* **TEXT**:
Furthermore, the symbolic ends of the conversion of Montevirginio into a hermitage site should be underlined: the arid "Saxanus" (or stony) hilltop was transformed into a delightful and contemplative Silva Sacra, paradoxically transformed from physical-natural deserto to sanctified Deserto and configured as a garden of meditation, with its references to paradise and Jerusalem. The final and crowning events in the transformation were the renaming of the place as "Monte Calvario," with the construction of a scenic hermitage on its peak, for the Jubilee of 1675 (Sturm, L'Eremo di Montevirginio 82 forward) (Fig. 13).

* **SET PROBLEM A**:
Decide whether each statement agrees with the passage on Montevirginio, answering yes or no and quoting the words of the passage that decide it: (i) the hilltop was described as "Saxanus," or stony; (ii) the scenic hermitage on the peak was built for the Jubilee of 1675; (iii) the place was renamed "Monte Sion."
The passage on Montevirginio and the records come from separate, unrelated sources.

* **DATA ROWS**:
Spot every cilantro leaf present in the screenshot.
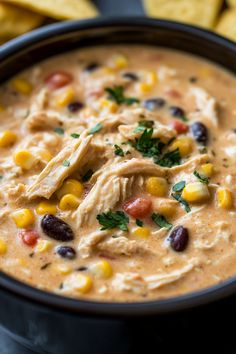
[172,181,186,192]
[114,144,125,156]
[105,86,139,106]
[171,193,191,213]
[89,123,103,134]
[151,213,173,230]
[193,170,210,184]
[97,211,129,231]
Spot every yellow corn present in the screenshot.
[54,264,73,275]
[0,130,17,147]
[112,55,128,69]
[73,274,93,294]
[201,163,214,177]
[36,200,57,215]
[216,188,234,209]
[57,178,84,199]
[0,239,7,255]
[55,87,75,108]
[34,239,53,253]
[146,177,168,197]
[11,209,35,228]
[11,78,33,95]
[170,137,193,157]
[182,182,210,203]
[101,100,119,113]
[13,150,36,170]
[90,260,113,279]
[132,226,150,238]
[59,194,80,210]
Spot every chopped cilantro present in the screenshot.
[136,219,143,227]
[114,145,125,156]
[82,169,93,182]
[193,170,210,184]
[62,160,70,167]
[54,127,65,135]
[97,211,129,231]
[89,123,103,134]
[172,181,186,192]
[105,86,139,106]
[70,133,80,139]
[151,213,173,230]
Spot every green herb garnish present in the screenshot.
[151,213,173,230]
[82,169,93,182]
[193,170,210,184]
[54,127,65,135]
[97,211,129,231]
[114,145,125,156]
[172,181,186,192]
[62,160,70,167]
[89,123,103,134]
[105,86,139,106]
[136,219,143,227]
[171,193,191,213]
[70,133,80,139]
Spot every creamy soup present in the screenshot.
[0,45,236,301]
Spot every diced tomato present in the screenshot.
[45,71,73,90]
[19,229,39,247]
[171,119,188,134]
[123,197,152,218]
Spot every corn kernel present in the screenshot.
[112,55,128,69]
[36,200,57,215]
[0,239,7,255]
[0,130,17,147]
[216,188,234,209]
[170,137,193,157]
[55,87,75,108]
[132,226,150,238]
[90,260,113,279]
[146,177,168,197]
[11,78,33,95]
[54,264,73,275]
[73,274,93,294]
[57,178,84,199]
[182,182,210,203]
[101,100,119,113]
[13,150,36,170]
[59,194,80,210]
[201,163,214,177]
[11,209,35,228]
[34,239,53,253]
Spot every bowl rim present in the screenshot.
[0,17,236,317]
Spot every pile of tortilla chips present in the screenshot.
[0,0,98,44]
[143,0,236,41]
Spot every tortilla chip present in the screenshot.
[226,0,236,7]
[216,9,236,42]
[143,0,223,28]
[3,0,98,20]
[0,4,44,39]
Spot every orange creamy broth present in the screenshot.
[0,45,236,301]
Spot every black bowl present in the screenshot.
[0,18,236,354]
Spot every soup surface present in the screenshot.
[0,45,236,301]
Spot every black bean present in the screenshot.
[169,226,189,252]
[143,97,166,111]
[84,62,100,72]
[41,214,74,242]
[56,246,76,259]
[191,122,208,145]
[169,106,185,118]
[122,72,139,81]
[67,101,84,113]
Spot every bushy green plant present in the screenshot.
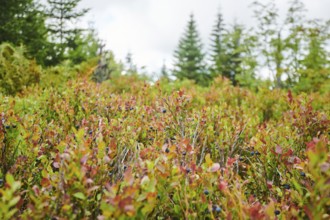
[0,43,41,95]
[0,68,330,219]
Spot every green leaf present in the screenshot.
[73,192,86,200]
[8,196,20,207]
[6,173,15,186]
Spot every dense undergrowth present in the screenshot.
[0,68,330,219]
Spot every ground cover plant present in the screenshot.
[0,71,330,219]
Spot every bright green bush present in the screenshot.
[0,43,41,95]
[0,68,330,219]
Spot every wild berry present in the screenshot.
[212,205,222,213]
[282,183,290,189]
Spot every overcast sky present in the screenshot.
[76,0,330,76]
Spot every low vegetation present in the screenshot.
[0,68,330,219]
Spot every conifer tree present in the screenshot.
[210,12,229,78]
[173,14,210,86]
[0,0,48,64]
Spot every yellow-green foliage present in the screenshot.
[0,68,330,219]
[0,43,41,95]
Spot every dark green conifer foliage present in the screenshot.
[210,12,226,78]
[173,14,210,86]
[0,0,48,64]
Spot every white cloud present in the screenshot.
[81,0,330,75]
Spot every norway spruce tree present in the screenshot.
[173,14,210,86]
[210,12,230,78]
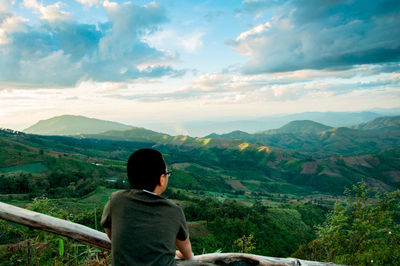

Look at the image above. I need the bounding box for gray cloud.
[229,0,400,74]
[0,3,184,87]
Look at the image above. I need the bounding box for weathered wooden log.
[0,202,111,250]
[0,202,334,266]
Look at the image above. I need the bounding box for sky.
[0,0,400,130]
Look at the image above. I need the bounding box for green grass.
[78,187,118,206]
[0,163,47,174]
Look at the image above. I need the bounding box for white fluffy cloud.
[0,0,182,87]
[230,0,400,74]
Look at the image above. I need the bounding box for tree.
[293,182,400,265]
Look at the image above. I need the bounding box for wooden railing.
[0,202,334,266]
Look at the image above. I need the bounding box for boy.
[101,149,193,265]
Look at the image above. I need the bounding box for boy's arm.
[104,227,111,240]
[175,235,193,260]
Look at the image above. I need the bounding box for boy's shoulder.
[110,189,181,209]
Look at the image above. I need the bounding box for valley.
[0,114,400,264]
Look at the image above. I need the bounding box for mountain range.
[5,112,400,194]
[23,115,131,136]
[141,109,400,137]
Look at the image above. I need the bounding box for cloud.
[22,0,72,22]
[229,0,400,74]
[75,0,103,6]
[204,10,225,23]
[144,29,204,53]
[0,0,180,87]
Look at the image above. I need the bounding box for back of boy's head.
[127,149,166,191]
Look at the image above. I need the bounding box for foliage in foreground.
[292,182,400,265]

...

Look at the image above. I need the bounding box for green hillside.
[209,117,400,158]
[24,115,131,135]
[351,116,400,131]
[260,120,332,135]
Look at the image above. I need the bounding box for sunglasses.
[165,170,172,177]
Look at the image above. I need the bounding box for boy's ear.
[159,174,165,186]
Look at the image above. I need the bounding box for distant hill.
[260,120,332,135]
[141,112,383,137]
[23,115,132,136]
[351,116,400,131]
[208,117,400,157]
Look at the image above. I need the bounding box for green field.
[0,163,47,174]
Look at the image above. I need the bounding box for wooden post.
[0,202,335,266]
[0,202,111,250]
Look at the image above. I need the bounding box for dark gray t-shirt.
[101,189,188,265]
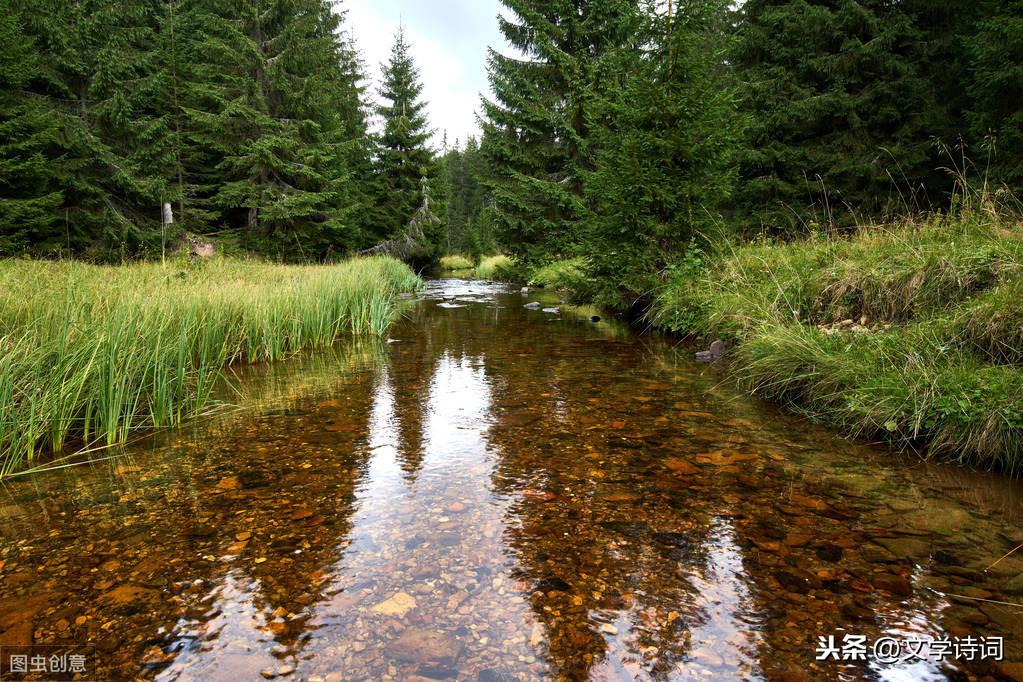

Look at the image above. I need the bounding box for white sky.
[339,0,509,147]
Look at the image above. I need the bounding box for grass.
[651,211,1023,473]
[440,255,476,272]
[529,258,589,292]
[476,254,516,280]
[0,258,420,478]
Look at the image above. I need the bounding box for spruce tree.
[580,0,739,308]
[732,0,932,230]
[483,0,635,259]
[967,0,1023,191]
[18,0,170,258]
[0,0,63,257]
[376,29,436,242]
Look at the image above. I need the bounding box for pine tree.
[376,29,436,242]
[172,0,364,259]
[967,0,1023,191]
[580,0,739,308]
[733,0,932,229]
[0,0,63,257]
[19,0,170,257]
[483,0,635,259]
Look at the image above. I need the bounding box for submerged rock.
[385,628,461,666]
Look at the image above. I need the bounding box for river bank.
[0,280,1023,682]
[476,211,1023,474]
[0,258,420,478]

* **SET PROBLEM B**:
In the records, replace "present in the screenshot" with "shown in the photo" in the lines running from the one that holds "Spot every bright" through the one that holds "[101,149,193,265]", both included, and change nothing else. Give only those lines, without the pictures.

* **COMPLETE ANSWER A**:
(i) Yes: "the arid "Saxanus" (or stony) hilltop was transformed into a delightful and contemplative Silva Sacra"
(ii) Yes: "with the construction of a scenic hermitage on its peak, for the Jubilee of 1675"
(iii) No: "the renaming of the place as "Monte Calvario""

* **COMPLETE ANSWER B**:
Spot every bright green bush shown in the photo.
[0,43,41,95]
[0,68,330,219]
Spot every wild berry shown in the photo.
[212,205,222,213]
[282,183,290,189]
Spot every overcast sky shown in the photo.
[76,0,330,76]
Spot every low vegetation shown in the photo.
[0,68,330,219]
Spot every conifer tree shown in the photo.
[210,12,229,78]
[173,14,210,86]
[0,0,48,64]
Spot every yellow-green foliage shown in the photo.
[0,68,330,219]
[0,43,41,95]
Spot every dark green conifer foliage shown in the photo.
[210,12,226,78]
[173,14,210,86]
[0,0,48,64]
Spot every white cloud shown in the photo.
[81,0,330,75]
Spot every norway spruce tree shown in the photo.
[173,14,210,86]
[210,12,230,78]

Look at the image above. I need the bounding box for gray cloud.
[229,0,400,74]
[0,3,184,87]
Look at the image above. I need the bounding box for weathered wooden log.
[0,202,111,250]
[0,202,334,266]
Look at the image above. I need the bounding box for sky.
[0,0,400,130]
Look at the image above. I need the bounding box for green grass.
[78,187,118,206]
[0,163,47,174]
Look at the image above. I need the bounding box for white fluffy cloud.
[0,0,182,87]
[230,0,400,74]
Look at the image above. I need the bounding box for tree.
[293,182,400,265]
Look at the image above. I need the bounding box for wooden railing.
[0,202,334,266]
Look at the image above. I need the bounding box for boy.
[101,149,193,265]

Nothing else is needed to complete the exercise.